* start *

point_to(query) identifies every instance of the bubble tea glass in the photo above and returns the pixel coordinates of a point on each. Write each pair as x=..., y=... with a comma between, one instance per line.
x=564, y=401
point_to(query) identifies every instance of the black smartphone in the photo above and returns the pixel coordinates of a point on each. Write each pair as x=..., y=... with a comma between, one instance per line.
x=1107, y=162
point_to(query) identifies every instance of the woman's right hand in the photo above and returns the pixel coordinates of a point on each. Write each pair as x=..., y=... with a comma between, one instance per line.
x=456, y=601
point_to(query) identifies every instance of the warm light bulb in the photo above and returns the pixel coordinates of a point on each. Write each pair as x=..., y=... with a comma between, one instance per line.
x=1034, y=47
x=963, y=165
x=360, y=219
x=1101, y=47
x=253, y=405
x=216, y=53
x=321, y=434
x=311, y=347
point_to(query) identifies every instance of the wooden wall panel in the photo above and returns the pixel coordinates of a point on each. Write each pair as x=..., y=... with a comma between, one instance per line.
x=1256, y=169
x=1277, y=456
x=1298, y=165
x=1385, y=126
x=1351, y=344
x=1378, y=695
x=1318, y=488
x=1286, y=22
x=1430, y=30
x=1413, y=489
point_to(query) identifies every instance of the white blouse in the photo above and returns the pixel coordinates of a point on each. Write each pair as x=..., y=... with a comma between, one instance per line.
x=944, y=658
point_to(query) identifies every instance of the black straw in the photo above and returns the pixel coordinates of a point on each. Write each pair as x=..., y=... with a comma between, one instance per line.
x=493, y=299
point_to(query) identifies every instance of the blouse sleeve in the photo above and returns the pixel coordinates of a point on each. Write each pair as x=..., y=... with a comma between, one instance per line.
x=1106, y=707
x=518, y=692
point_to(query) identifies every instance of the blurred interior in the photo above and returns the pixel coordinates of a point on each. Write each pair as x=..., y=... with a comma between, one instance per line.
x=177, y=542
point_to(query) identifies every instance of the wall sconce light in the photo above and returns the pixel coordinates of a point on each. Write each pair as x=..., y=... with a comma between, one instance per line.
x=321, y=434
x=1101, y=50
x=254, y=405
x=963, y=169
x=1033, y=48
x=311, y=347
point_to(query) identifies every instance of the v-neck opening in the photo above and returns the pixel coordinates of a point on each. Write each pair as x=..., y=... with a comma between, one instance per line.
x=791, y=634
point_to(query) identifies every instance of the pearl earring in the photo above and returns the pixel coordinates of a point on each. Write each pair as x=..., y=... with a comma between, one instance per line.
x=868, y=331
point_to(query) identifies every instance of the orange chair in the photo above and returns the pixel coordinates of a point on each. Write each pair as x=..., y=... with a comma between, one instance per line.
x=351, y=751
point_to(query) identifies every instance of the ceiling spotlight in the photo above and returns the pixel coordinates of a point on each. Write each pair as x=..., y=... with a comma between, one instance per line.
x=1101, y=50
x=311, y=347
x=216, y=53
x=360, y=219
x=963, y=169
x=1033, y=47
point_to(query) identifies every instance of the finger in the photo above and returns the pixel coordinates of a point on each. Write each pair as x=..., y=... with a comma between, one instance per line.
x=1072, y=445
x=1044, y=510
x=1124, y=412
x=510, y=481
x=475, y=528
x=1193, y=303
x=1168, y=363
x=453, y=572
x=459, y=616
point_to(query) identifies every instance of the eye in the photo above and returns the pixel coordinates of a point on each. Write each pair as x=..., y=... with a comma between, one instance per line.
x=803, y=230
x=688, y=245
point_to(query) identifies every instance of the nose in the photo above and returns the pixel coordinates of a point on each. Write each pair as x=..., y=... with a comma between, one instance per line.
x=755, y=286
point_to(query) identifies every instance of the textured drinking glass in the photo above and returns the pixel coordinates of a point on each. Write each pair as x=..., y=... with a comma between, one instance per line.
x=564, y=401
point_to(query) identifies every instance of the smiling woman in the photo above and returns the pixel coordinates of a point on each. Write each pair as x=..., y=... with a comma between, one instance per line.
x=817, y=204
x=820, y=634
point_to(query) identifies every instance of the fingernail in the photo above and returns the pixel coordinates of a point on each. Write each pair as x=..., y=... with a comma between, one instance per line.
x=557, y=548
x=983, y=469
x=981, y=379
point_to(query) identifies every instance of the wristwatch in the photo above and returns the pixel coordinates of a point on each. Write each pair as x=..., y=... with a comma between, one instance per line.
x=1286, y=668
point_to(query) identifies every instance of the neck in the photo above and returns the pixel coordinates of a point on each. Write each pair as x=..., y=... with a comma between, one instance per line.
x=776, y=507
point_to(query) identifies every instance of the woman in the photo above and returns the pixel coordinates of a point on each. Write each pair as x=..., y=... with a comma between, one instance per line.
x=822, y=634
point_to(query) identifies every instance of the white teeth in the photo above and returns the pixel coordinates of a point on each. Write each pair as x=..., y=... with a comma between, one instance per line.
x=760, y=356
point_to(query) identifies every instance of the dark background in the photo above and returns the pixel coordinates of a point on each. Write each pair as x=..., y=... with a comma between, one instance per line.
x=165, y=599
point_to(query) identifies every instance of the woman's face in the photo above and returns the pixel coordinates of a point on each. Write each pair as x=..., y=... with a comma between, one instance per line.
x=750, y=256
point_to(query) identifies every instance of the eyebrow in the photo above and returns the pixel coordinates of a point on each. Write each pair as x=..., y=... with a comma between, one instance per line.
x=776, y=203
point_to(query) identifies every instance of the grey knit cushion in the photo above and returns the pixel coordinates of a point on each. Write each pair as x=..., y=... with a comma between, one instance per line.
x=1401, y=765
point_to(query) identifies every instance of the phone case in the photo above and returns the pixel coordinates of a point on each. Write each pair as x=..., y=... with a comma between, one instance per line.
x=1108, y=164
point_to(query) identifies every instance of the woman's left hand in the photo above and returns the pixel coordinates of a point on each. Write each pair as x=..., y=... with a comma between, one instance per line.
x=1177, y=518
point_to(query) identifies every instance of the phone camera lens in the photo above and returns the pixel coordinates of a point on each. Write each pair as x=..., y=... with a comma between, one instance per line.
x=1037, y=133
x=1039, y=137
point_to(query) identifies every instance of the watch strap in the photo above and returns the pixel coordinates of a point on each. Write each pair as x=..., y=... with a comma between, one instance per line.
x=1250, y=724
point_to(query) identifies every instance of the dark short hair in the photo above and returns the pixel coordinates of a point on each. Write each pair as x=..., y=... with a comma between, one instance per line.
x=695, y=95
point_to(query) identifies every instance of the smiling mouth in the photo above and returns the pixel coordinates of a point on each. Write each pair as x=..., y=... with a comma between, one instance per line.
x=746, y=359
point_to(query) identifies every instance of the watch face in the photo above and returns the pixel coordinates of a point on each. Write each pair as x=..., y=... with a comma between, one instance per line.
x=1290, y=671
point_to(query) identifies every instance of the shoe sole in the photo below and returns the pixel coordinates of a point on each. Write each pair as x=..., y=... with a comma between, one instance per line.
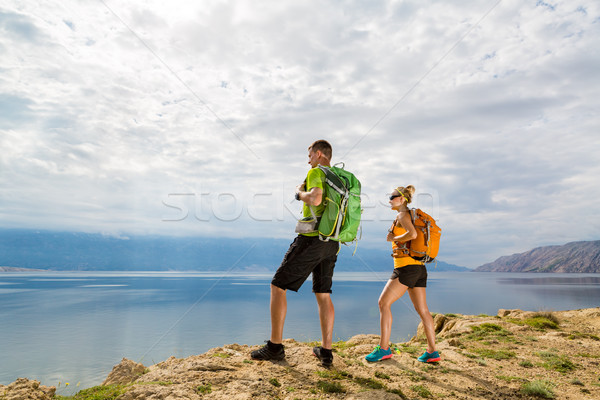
x=323, y=363
x=382, y=358
x=438, y=359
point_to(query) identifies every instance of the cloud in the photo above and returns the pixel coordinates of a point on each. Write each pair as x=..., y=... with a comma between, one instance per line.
x=123, y=118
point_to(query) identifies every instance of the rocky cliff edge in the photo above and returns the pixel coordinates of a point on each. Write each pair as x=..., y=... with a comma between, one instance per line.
x=513, y=355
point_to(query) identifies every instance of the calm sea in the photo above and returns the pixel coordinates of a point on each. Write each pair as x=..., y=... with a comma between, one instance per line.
x=74, y=327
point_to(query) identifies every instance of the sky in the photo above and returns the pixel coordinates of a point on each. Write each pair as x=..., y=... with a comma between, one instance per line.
x=187, y=118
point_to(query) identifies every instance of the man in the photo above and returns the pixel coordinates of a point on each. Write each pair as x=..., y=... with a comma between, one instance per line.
x=307, y=254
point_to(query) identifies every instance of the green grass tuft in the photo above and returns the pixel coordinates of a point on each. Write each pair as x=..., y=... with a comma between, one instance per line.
x=335, y=374
x=526, y=364
x=109, y=392
x=369, y=383
x=204, y=389
x=538, y=388
x=398, y=392
x=495, y=354
x=381, y=375
x=330, y=387
x=422, y=391
x=543, y=321
x=556, y=362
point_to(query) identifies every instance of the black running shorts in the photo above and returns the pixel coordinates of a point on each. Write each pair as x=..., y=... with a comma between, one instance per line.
x=306, y=255
x=411, y=275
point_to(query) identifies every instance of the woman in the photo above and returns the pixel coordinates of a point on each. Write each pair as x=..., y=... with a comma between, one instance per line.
x=409, y=275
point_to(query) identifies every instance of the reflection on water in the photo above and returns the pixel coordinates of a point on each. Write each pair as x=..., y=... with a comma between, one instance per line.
x=73, y=327
x=552, y=280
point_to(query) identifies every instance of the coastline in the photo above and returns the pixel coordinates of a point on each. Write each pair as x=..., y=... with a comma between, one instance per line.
x=514, y=354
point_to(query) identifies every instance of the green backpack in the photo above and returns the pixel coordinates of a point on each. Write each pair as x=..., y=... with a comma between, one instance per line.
x=341, y=217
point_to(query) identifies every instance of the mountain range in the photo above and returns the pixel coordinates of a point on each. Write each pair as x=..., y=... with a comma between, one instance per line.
x=62, y=251
x=580, y=257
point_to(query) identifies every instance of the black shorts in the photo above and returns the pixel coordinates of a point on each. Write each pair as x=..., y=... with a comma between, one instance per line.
x=411, y=275
x=306, y=255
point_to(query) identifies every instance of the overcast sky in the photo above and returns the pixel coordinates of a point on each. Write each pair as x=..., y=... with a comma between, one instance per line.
x=193, y=117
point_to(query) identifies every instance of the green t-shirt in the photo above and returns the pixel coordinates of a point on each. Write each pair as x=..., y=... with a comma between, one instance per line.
x=314, y=178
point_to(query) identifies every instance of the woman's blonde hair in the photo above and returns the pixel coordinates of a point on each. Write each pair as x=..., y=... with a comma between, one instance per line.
x=406, y=192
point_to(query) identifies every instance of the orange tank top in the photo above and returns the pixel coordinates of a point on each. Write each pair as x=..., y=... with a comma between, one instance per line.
x=400, y=262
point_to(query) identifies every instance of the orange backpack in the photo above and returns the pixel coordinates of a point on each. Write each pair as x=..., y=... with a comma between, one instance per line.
x=427, y=243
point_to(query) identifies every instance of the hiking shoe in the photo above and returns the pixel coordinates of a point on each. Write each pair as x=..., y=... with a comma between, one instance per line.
x=326, y=356
x=430, y=357
x=379, y=354
x=270, y=351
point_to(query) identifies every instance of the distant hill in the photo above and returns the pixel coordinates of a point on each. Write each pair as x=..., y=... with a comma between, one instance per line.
x=63, y=251
x=580, y=257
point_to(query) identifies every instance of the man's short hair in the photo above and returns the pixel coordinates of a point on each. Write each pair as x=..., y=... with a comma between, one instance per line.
x=323, y=146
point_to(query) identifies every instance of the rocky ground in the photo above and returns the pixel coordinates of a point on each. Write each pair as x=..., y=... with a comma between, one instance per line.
x=514, y=355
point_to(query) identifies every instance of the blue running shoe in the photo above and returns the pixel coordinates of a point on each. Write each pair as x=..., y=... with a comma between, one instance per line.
x=379, y=354
x=430, y=357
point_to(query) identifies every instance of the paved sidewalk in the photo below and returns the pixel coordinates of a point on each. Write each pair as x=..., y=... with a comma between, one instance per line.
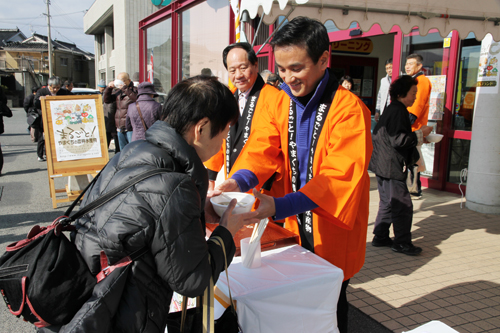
x=455, y=280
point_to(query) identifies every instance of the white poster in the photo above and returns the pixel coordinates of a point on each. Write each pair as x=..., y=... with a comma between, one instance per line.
x=487, y=76
x=76, y=132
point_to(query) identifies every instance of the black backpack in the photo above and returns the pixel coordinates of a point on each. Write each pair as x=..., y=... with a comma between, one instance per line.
x=43, y=277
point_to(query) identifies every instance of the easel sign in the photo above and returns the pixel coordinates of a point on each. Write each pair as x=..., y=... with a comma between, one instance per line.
x=75, y=139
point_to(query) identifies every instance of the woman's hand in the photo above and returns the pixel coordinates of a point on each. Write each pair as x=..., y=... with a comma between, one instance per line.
x=229, y=185
x=234, y=222
x=266, y=205
x=210, y=214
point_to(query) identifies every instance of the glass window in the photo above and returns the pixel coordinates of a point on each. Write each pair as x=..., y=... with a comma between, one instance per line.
x=204, y=34
x=458, y=159
x=159, y=57
x=466, y=83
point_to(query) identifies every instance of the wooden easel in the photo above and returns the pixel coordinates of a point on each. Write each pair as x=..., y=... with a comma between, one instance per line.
x=82, y=165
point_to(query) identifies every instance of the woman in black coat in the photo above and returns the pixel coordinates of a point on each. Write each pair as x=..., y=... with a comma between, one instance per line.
x=164, y=213
x=394, y=151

* end *

* [SET PROBLEM] Copy the stretch from the line that contains "point_to(query) identifies every instance of the rocky cliff" through the line that contains "x=74, y=327", swapping "calm sea" for "still water" and changing nothing else.

* [SOLUTION TO THE EXERCISE]
point_to(query) identifies every instance of the rocky cliff edge in the photo above and returns the pixel coordinates of a point on each. Write each pair as x=..., y=... with a comma between, one instance per line.
x=513, y=355
point_to(query) identifies every instance of the still water in the photo above and returns the pixel coordinates of a point on each. Write each pair as x=..., y=... with a comma between, one instance per line.
x=74, y=327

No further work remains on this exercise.